** Work required **
Restate word for word the lines between the start of the material and the line with "[ ] one point per instance of the number 1", keeping both of those ends and none of the pictures.

** Records provided **
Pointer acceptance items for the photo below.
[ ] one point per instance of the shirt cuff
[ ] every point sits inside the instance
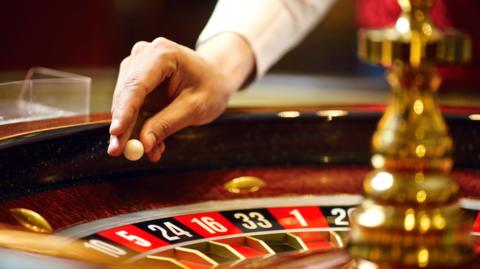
(270, 27)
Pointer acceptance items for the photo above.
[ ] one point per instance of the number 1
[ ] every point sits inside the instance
(299, 217)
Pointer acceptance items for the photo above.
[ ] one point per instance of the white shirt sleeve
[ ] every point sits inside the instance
(271, 27)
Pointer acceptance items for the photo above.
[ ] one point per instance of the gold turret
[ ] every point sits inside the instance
(410, 215)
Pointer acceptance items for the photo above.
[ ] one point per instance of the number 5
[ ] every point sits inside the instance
(133, 238)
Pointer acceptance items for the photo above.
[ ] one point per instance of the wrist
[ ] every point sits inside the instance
(230, 56)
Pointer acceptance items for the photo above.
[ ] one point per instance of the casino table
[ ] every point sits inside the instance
(260, 187)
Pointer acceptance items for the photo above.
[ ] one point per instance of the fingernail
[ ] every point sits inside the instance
(152, 141)
(114, 125)
(113, 143)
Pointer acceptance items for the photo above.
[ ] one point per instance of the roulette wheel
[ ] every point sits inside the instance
(241, 192)
(278, 188)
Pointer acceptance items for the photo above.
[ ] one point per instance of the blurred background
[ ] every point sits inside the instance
(92, 33)
(91, 37)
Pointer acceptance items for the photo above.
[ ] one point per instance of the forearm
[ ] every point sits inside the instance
(231, 56)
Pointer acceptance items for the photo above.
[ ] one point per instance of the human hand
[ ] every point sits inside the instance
(180, 86)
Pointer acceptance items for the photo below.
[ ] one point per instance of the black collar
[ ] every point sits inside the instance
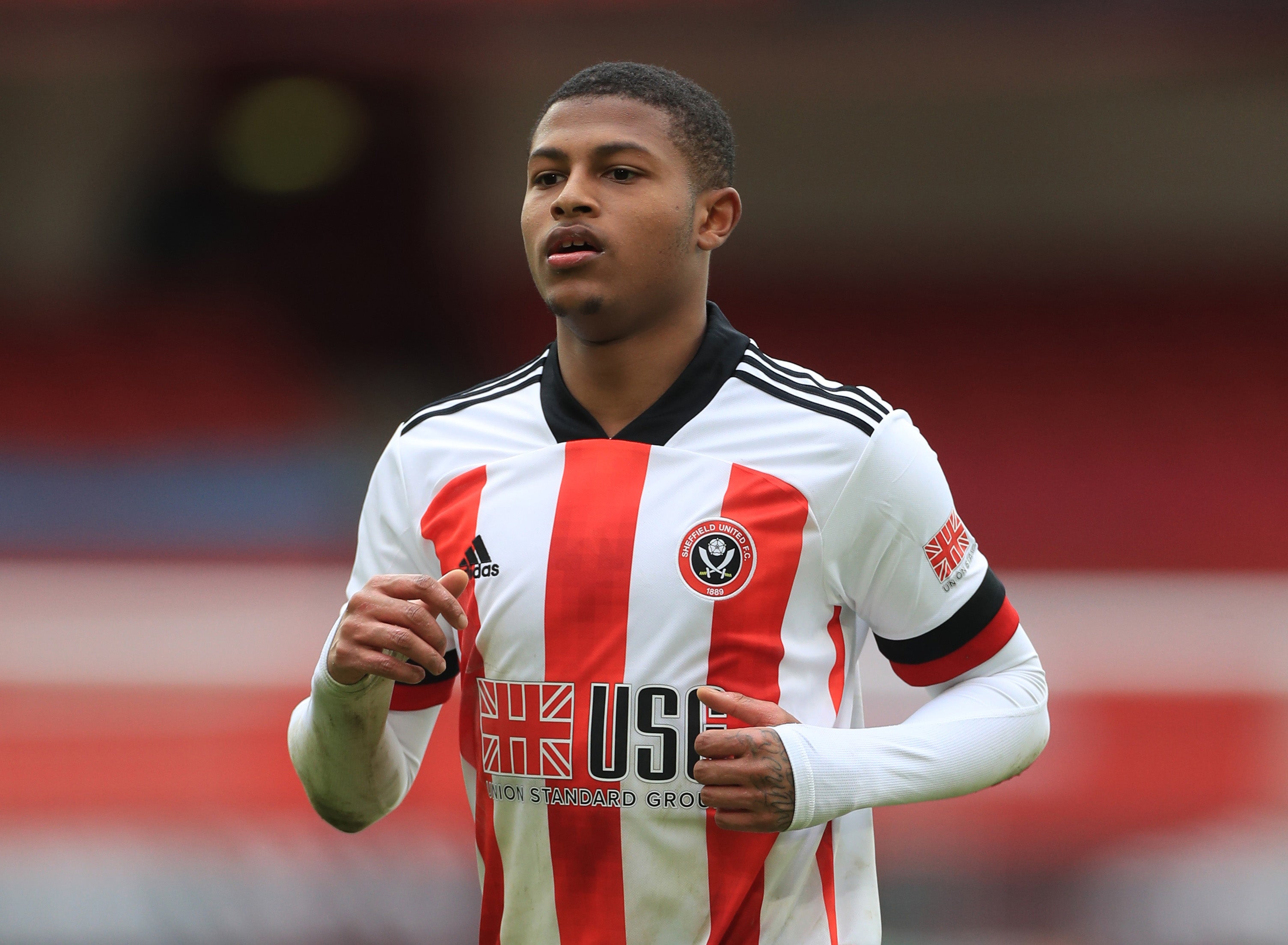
(719, 354)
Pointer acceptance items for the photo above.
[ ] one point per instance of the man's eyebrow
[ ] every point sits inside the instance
(611, 147)
(615, 146)
(556, 154)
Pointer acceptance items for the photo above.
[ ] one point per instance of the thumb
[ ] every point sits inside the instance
(455, 582)
(754, 712)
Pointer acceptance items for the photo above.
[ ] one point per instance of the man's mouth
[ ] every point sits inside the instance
(571, 247)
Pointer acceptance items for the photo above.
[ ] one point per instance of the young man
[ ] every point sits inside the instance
(654, 555)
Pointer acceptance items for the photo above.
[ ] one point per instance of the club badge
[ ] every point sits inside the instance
(718, 557)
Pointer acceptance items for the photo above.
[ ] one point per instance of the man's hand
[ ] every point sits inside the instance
(747, 773)
(397, 611)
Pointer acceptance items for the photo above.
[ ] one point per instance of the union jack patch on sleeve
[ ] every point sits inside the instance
(950, 552)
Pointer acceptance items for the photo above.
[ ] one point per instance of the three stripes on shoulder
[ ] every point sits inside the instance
(860, 406)
(488, 390)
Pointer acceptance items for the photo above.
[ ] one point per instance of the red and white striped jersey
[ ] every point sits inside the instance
(747, 532)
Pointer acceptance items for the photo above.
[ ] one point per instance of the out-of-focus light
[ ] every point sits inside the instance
(290, 136)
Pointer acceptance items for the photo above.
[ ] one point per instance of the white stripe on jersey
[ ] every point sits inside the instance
(665, 853)
(520, 492)
(795, 913)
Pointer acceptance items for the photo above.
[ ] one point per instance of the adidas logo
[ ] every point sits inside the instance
(477, 563)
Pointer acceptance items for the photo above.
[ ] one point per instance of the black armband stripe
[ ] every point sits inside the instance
(452, 668)
(955, 632)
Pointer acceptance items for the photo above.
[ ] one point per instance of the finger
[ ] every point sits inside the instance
(754, 712)
(723, 772)
(745, 822)
(411, 614)
(356, 658)
(411, 587)
(722, 743)
(402, 641)
(455, 582)
(732, 799)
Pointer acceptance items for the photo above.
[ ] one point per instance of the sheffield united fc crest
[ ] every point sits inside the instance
(718, 557)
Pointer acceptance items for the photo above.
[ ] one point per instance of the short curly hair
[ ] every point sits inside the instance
(700, 127)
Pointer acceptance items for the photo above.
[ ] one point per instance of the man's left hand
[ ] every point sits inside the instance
(747, 773)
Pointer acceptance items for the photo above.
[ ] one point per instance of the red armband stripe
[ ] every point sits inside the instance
(981, 647)
(411, 698)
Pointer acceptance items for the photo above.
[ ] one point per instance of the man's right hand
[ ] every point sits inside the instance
(397, 611)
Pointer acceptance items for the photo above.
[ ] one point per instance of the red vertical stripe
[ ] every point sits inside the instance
(826, 872)
(836, 679)
(451, 522)
(588, 596)
(824, 854)
(746, 649)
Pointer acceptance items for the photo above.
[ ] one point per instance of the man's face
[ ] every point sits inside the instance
(608, 218)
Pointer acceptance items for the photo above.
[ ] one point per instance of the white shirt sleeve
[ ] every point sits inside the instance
(907, 565)
(354, 757)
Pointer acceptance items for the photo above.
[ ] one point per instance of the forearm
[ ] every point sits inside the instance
(976, 733)
(347, 754)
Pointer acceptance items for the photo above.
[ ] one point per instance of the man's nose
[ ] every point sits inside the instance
(575, 199)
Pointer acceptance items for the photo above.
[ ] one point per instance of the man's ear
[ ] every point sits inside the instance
(717, 215)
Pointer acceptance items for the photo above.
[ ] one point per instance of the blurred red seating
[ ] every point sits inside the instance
(158, 373)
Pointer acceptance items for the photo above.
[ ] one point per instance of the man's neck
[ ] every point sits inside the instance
(619, 381)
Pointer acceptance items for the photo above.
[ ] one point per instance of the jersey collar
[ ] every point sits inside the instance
(718, 356)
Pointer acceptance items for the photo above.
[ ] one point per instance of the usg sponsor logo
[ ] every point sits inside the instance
(530, 729)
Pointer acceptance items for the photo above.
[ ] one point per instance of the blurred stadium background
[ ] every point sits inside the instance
(240, 241)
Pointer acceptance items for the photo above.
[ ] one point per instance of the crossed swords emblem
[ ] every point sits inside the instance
(715, 569)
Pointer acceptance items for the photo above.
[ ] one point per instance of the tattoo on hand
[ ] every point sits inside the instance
(774, 781)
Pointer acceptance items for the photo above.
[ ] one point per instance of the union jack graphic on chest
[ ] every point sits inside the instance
(949, 547)
(527, 729)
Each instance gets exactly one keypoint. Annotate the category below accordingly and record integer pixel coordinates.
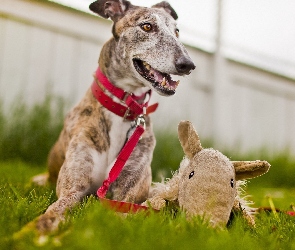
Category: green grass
(26, 135)
(91, 226)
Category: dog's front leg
(74, 183)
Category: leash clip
(140, 120)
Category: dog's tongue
(163, 79)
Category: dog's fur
(92, 136)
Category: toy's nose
(184, 65)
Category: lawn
(91, 226)
(26, 135)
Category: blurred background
(241, 95)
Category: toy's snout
(208, 187)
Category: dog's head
(147, 43)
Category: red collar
(132, 108)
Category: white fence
(47, 47)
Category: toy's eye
(146, 27)
(232, 183)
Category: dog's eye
(232, 183)
(146, 27)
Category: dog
(142, 54)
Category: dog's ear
(114, 9)
(167, 7)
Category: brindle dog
(142, 54)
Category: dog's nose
(184, 65)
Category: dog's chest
(104, 161)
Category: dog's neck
(117, 67)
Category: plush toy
(207, 183)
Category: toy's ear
(115, 9)
(189, 139)
(250, 169)
(167, 7)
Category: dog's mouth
(161, 82)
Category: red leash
(121, 160)
(132, 110)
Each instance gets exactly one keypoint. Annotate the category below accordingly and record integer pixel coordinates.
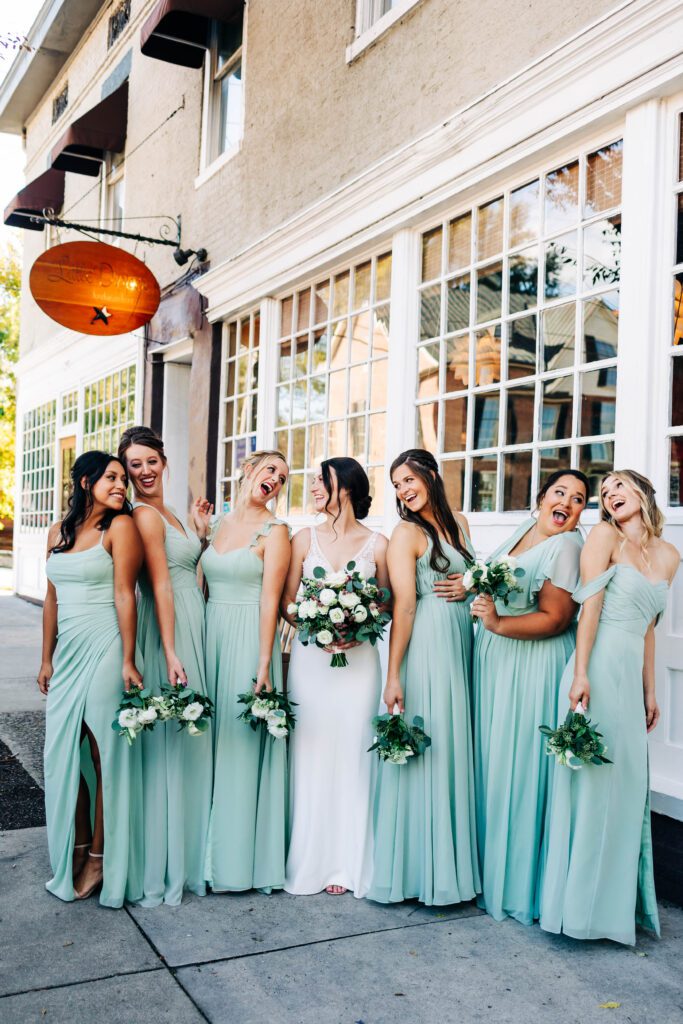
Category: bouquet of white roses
(497, 578)
(342, 606)
(395, 740)
(268, 711)
(575, 742)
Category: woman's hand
(581, 691)
(651, 712)
(263, 683)
(451, 588)
(44, 676)
(393, 695)
(483, 607)
(201, 513)
(175, 672)
(131, 677)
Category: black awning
(102, 129)
(44, 193)
(179, 31)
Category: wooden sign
(93, 288)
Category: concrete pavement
(251, 958)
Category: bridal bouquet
(268, 711)
(342, 606)
(395, 740)
(575, 742)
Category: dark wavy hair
(425, 466)
(352, 477)
(92, 466)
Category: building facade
(418, 232)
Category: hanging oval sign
(93, 288)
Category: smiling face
(145, 468)
(561, 506)
(411, 488)
(110, 489)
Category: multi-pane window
(240, 400)
(676, 360)
(331, 394)
(518, 334)
(69, 409)
(38, 467)
(109, 409)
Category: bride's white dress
(332, 775)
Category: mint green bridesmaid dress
(599, 881)
(176, 767)
(425, 834)
(246, 847)
(86, 687)
(515, 690)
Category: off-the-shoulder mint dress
(515, 690)
(599, 881)
(246, 848)
(425, 834)
(176, 767)
(86, 687)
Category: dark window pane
(595, 461)
(601, 327)
(556, 409)
(521, 347)
(598, 396)
(483, 483)
(517, 481)
(523, 279)
(486, 408)
(520, 416)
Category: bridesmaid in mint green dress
(425, 840)
(245, 566)
(599, 881)
(94, 826)
(520, 651)
(176, 767)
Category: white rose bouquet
(575, 742)
(271, 712)
(339, 607)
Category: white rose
(193, 711)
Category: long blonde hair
(255, 461)
(649, 510)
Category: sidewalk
(250, 958)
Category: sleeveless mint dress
(176, 767)
(599, 881)
(425, 836)
(246, 846)
(87, 686)
(515, 690)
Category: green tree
(10, 288)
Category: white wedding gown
(332, 775)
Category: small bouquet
(269, 711)
(395, 740)
(575, 742)
(496, 578)
(343, 606)
(191, 710)
(137, 711)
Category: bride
(331, 771)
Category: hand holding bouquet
(575, 742)
(343, 607)
(395, 740)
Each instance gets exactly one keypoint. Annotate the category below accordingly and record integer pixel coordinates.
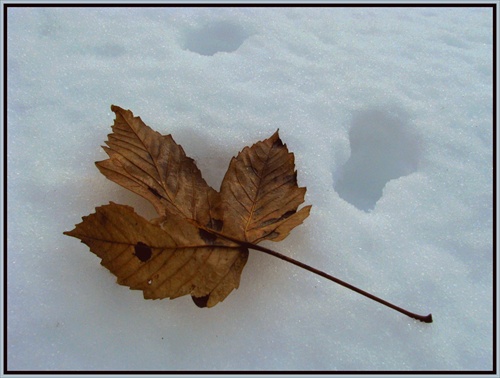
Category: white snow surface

** Answer **
Pointer acceptance items for the photo below.
[ ] one point per instance of the shirt cuff
[ ] every point sits inside the instance
(270, 27)
Pointer acceptance items for the photo above.
[ ] one point per instance of the number 1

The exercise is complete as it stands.